[Work to be completed] Repeat every one of the entries below line for line, changing nothing.

[Data taken from a collection]
▼

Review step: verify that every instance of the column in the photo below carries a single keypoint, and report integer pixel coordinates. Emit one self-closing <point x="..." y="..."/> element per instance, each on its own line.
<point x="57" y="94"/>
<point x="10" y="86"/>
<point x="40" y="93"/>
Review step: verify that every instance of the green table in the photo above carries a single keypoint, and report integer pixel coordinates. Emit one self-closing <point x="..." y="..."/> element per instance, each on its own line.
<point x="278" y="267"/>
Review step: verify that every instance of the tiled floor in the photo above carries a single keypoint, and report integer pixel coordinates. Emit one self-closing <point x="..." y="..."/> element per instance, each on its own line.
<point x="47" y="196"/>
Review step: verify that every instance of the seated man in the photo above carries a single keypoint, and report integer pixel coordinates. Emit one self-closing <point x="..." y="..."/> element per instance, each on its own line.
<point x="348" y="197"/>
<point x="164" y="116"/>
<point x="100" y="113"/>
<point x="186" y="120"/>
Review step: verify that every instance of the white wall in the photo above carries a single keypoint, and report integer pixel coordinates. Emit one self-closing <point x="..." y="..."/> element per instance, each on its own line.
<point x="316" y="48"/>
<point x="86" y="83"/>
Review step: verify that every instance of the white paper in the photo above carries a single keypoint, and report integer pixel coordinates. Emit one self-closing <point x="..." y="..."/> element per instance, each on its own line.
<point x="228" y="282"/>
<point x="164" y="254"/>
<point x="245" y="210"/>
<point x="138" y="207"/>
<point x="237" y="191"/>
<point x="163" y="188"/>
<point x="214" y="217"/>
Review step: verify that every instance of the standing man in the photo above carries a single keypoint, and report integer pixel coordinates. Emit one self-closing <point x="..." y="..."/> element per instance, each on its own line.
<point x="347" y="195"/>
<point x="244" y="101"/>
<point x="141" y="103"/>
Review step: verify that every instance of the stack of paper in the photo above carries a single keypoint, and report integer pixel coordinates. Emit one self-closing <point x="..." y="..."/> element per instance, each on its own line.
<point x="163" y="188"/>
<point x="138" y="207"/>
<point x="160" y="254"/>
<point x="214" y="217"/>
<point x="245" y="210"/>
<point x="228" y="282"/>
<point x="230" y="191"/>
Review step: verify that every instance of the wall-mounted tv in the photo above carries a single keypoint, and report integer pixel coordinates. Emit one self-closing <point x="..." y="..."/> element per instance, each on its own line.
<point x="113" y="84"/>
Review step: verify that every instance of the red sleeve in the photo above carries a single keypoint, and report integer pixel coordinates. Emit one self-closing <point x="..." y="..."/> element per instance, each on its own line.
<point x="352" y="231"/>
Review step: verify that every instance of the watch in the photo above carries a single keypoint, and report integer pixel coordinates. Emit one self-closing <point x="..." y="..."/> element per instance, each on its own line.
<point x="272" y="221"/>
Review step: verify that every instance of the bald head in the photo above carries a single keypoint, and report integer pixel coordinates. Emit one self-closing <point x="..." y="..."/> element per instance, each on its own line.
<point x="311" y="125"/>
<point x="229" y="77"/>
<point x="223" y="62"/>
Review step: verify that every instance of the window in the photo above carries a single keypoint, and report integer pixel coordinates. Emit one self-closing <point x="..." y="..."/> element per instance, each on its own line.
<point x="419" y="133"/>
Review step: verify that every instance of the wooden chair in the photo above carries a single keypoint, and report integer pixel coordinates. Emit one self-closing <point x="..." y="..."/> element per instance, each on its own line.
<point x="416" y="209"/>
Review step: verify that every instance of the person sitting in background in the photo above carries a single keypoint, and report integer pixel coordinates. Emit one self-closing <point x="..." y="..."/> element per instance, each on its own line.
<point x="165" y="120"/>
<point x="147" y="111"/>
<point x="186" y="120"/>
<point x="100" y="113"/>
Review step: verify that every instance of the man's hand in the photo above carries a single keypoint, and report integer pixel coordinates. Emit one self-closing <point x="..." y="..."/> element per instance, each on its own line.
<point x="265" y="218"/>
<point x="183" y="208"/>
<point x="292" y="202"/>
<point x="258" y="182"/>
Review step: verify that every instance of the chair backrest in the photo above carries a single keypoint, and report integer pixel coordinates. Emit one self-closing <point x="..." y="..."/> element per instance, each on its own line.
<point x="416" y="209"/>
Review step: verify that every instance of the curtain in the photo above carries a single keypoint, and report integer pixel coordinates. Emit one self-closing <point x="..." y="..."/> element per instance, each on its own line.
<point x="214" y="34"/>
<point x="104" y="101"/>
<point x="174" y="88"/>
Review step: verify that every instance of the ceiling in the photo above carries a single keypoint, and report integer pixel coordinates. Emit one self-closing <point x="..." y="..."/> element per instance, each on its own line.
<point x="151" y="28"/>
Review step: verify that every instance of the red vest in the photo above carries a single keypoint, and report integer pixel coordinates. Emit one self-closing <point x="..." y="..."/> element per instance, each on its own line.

▲

[Expected answer]
Review step: verify that every instance of the column in the photo below carries a single keypoint, and report integer pixel coordinates. Emit one self-closing <point x="..." y="..."/> element per instance, each on its own line.
<point x="57" y="94"/>
<point x="10" y="86"/>
<point x="40" y="93"/>
Review step: verify that every instance of the green table in the photo above carries a single keypoint, and report integer pixel coordinates. Emit one self-closing <point x="..." y="..."/> element per instance, each on its own line.
<point x="278" y="267"/>
Review step: verify that every instance of the tiled floor in the photo above carries a single keypoint, and report integer pixel coordinates. Emit one self-closing <point x="..." y="..."/> element per instance, each on its own line.
<point x="47" y="196"/>
Review step: verify that every instance of the seated man in the photo above carries a single keypoint, and report integer pixel coordinates. Emit one self-closing <point x="..." y="..."/> element per instance, each on its own line.
<point x="348" y="197"/>
<point x="164" y="116"/>
<point x="100" y="113"/>
<point x="186" y="120"/>
Review step: verify that every instance of the white wall in the photo above carries a single keypoint, and report integer pixel coordinates. Emit one self-closing <point x="..." y="..."/> element per instance, each on its own line.
<point x="316" y="48"/>
<point x="86" y="83"/>
Review step: verify that every instance of the white paper in the photo above carries a single keypoint, and report integer pixel coordinates. Emit one self-closing <point x="..." y="..."/> element per instance, each on its own line.
<point x="228" y="282"/>
<point x="164" y="254"/>
<point x="245" y="210"/>
<point x="138" y="207"/>
<point x="237" y="191"/>
<point x="163" y="188"/>
<point x="214" y="217"/>
Review step: verify that every instance of the standing man in the photo above carries a single keypoint, and report integer pixel coordinates. Emit one self-closing <point x="..." y="..."/> element per instance, each on its own line.
<point x="347" y="195"/>
<point x="244" y="101"/>
<point x="141" y="103"/>
Review step: verify that every instance of the stack of paper in the photo above carries a single keypoint, and report integer pixel coordinates. Emit one self-closing <point x="..." y="..."/> element per instance, each on its own line.
<point x="163" y="188"/>
<point x="138" y="207"/>
<point x="160" y="254"/>
<point x="214" y="217"/>
<point x="245" y="210"/>
<point x="228" y="282"/>
<point x="230" y="191"/>
Review step: verify that every instance of the wall-mounted tv in the photo above carries a single keypoint, and report integer pixel coordinates. Emit one self-closing <point x="..." y="..."/> element per instance, each on its own line.
<point x="113" y="84"/>
Review step: verify that every instance of the red sleeve in the photo above carries a single keypoint, and report integer pixel coordinates. Emit one self-closing <point x="..." y="..."/> element per instance, each on its own line.
<point x="352" y="231"/>
Review step: verify that every instance of the watch in the photo above carries a single keypoint, and report integer pixel coordinates. Emit one self-closing <point x="..." y="..."/> element per instance, each on its own line.
<point x="272" y="221"/>
Review step: verify that every instance of the bald head in the photo above carries a single keypoint, and report integer pixel coordinates. Emit one self-closing <point x="..." y="..."/> element per instance, each on its own line.
<point x="311" y="125"/>
<point x="229" y="77"/>
<point x="223" y="62"/>
Review step: verify that every instance of the window in the photo above carries a single keypoint, and report integer pixel coordinates. Emit one self-closing <point x="..." y="..."/> element per instance, each on its own line.
<point x="419" y="133"/>
Review step: verify that every instance of the wooden chair in the photo above carries a single keypoint, and report integer pixel coordinates. Emit one self-closing <point x="..." y="..."/> element per instance, each on its own line.
<point x="416" y="209"/>
Review step: verify that every instance of the person sitting in background in the photo above carries a single keypoint, and report integer pixel coordinates. Emit one self-closing <point x="..." y="..."/> element per instance, each on its own line.
<point x="165" y="120"/>
<point x="147" y="111"/>
<point x="186" y="120"/>
<point x="100" y="113"/>
Review step: verify that every instance of the man's hand in the photo above carries a single keypoint, and report integer pixel coordinates. Emit one self-closing <point x="..." y="..."/> element per instance, each on its own line.
<point x="265" y="218"/>
<point x="183" y="208"/>
<point x="292" y="202"/>
<point x="258" y="182"/>
Review step: verify that every instance of the chair backrest in the photo above carries a single keypoint, and report integer pixel coordinates. Emit one self-closing <point x="..." y="..."/> element per instance, each on its own line.
<point x="416" y="209"/>
Review step: verify that every instance of the curtain in the photo above carries a single keypoint, and report integer pixel coordinates. Emit one self-closing <point x="..." y="..."/> element per instance, each on its own line.
<point x="214" y="34"/>
<point x="104" y="101"/>
<point x="174" y="88"/>
Review step: verify that every instance of the ceiling in the photo above carries a single keypoint, and report integer pixel coordinates. Emit one self-closing <point x="..." y="..."/> element per instance, each on its own line.
<point x="151" y="28"/>
Review step: verify that every instance of the red vest in the photo above carries a single keypoint, and report integer pixel coordinates. Emit one self-closing <point x="..." y="..."/> element per instance, each on its own line.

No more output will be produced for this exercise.